→ Given passage:
::::::::
Being a Catholic Climate Scientist

Written by Sandra Rosales

I’ve spent the past couple of weeks feeling this stirring that this blog needs to go deeper, cut through the more fluffier side of responding to climate change, and be a space where I or anyone else can be transparent about what’s to come and the warrior side of fighting for our future.

Where this comes from is the undercurrent of disbelief and frustration that I have had since the beginning of my career as a climate scientist – and it still continues up until the present.

My career began as a young aspiring atmospheric scientist coming up in the time of the heated debates of the cause of climate change – is it natural, is it caused by humans? From day one, that river of frustration began. Why does it matter? We have a body of amazingly intelligent people who have modeled out the impacts of climate change (that we’re seeing now), regardless of its cause. To me, what the models were showing was the more important issue, but not everyone saw it that way.

So I turned and ran against the tide to join the body of researchers who were doing the modeling. My area of expertise – tropical storms. Extreme weather always fascinated me, but hurricanes (cyclones, typhoons) always caught my attention. And even more so was how climate change was impacting them.

I became a hurricane climate modeler. Not only modeling storms for future climates, but trying to create a product that would forecast the damage caused by a storm, in dollars, through county-level, nicely colored maps that would make it easy to see what counties were going to get hit the hardest, money-wise. In that time, I also eventually came to model storms that would wipe out small island nations and at that point, I stopped in my tracks. Where exactly is this career path going? Is this information of the scientific community getting out? How are we preparing these communities?
::::::::
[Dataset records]
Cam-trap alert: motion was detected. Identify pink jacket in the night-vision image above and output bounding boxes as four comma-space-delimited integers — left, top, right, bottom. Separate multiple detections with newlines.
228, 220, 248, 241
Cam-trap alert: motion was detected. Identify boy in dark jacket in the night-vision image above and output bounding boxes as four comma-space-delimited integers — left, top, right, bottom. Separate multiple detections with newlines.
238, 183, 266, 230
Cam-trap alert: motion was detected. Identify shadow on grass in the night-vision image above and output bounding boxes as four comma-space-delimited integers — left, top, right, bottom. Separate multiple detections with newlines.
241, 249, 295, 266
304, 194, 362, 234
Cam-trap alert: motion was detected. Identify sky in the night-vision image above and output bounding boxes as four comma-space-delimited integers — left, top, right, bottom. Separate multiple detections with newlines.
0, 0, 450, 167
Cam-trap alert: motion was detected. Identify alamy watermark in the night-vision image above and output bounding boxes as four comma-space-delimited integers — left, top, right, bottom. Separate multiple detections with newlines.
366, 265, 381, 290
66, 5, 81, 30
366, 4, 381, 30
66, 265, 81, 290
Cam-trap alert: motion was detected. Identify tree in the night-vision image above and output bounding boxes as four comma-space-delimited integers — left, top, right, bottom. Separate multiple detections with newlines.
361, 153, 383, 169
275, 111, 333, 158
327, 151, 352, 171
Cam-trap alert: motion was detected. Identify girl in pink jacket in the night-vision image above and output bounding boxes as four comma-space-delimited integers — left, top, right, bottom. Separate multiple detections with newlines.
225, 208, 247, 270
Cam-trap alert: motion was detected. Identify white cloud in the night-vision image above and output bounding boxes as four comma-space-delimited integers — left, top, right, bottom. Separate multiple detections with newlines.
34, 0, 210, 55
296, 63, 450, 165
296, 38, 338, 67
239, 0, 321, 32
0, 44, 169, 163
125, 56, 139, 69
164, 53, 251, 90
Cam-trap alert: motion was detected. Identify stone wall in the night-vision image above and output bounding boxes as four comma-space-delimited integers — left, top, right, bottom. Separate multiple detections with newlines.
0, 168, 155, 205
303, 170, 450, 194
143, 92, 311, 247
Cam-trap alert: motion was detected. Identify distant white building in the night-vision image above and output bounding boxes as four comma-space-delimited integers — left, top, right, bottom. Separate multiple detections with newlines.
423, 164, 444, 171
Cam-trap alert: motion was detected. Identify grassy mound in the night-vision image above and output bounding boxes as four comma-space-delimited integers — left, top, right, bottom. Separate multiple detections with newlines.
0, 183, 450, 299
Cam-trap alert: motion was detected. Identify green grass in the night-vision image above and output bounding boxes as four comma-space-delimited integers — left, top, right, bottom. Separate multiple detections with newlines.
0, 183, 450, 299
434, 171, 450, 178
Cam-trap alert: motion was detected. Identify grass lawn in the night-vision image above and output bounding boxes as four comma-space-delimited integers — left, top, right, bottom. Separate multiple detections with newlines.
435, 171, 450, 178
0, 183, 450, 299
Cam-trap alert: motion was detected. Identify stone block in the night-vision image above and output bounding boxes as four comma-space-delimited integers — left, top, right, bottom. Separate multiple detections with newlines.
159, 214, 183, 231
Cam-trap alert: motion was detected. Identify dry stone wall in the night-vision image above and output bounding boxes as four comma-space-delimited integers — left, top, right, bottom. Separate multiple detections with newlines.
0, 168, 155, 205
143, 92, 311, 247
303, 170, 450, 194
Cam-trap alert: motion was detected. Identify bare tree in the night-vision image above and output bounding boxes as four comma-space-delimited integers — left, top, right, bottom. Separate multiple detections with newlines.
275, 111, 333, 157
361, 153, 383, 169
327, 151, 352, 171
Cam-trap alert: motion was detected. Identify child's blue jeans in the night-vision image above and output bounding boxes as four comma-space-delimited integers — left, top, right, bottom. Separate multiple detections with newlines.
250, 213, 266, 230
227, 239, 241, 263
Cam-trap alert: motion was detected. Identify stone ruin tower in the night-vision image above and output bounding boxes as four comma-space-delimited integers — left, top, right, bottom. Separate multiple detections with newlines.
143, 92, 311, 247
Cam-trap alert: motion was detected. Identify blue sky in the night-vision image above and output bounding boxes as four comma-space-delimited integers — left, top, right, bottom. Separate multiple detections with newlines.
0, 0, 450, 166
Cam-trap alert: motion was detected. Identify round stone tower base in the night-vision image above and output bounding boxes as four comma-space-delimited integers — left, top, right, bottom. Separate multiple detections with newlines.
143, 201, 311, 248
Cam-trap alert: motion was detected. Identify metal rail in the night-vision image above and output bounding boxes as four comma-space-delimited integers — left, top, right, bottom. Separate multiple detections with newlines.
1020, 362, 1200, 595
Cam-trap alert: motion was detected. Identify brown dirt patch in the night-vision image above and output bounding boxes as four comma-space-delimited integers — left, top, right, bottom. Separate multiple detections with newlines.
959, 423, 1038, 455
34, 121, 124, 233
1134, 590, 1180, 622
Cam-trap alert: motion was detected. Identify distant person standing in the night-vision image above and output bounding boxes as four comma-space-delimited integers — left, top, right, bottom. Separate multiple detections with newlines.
::::::::
→ Tasks for this exercise:
(a) Please translate this sentence from the essay on being a Catholic climate scientist into Spanish: "Extreme weather always fascinated me, but hurricanes (cyclones, typhoons) always caught my attention."
(b) Carry on the essay on being a Catholic climate scientist from its final sentence.

→ Results for the exercise:
(a) El clima extremo siempre me fascinó, pero los huracanes (ciclones, tifones) siempre me llamaron la atención.

(b)
Those questions took me out of an office surrounded by four computer screens, coding with supercomputers, to the bayou of southern Louisiana. I went down there because I wanted to approach the issue of climate impacts on a community-based level, which was a big taboo back then for me, who was a ‘hard scientist’. How dare I now start mixing in social science? Interdisciplinary work was not favorable, but to me it made sense. How else are we going to communicate the risks and come up with solutions for vulnerable communities? We certainly can’t do that from our computer desks.

I thought the vulnerability I went to tackle was that of hurricanes. I quickly learned that there was a much bigger one. Extreme land loss. Yes, hurricanes were a threat, but land loss due to environmental degradation caused by dredging for oil and gas pipelines, which lead to saltwater intrusion, not counting the undocumented long-impacts of oil spills – it just isn’t a good situation down there.

Come to find out, even with the most sophisticated science indicating the widespread loss to come, those being hit the hardest with these vulnerabilities were in fact NOT being protected. In the time I was in Louisiana, the Coastal Master Plan was being developed and I was utterly dismayed hearing that the people of south Louisiana, past a literal line, were not economically worth adressing. I kid you not.

At that point I realized, protecting the most vulnerable from climate impacts is going to require putting your boxing gloves on.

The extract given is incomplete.